(Data entries)

^^^^^^^^^^^^^^^^

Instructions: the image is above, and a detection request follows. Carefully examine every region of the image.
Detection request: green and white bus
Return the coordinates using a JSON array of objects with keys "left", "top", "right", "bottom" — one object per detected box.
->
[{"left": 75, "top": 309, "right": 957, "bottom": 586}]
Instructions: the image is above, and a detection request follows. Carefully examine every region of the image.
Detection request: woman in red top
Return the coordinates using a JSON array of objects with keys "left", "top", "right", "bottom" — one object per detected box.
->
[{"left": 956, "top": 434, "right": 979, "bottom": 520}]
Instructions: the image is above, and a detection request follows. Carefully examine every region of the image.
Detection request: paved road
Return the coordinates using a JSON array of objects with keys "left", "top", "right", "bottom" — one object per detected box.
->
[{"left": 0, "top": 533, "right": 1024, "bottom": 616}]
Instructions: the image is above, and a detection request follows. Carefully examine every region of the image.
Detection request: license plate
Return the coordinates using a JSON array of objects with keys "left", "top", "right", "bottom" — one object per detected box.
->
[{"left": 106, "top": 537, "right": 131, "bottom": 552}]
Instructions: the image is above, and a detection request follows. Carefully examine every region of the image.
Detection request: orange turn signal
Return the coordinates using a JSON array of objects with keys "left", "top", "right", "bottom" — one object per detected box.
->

^^^^^^^^^^^^^^^^

TO BE DONE: Please reproduce the listing above word for word, keeping every line.

WRITTEN SOLUTION:
Instructions: the image is above, and a detection request follows. Carefully examine every region of the image.
Detection request: green and white bus
Return the coordinates using a JSON array of objects with keys "left", "top", "right", "bottom" — one object per detected box.
->
[{"left": 75, "top": 309, "right": 957, "bottom": 586}]
Instructions: the image is above, and a detection request follows. Carefully examine every region of the image.
Detection request: woman in red top
Return the coordinates using a JSON array of objects with keys "left", "top", "right", "bottom" — one object per detected box.
->
[{"left": 956, "top": 434, "right": 979, "bottom": 520}]
Instructions: the image is above, and a detection request follows. Carefully examine every region of the image.
Detection request: paved road
Return the coordinates using a JSON array of objects with keys "left", "top", "right", "bottom" — one object per detected box.
->
[{"left": 0, "top": 533, "right": 1024, "bottom": 616}]
Instructions: the image is above, and a detection request follows. Carefully examine every region of the image.
Detection request: license plate
Return the coordinates using a JSON array of objects with keys "left", "top", "right", "bottom" — one object per detected box.
->
[{"left": 106, "top": 537, "right": 131, "bottom": 552}]
Instructions: the image is above, and a detection request follows. Carefully examine every region of the image.
Detection request: orange turn signal
Return the coordinates using a JSON array of objects with keys "left", "top", "right", "bottom" — one object per detected box.
->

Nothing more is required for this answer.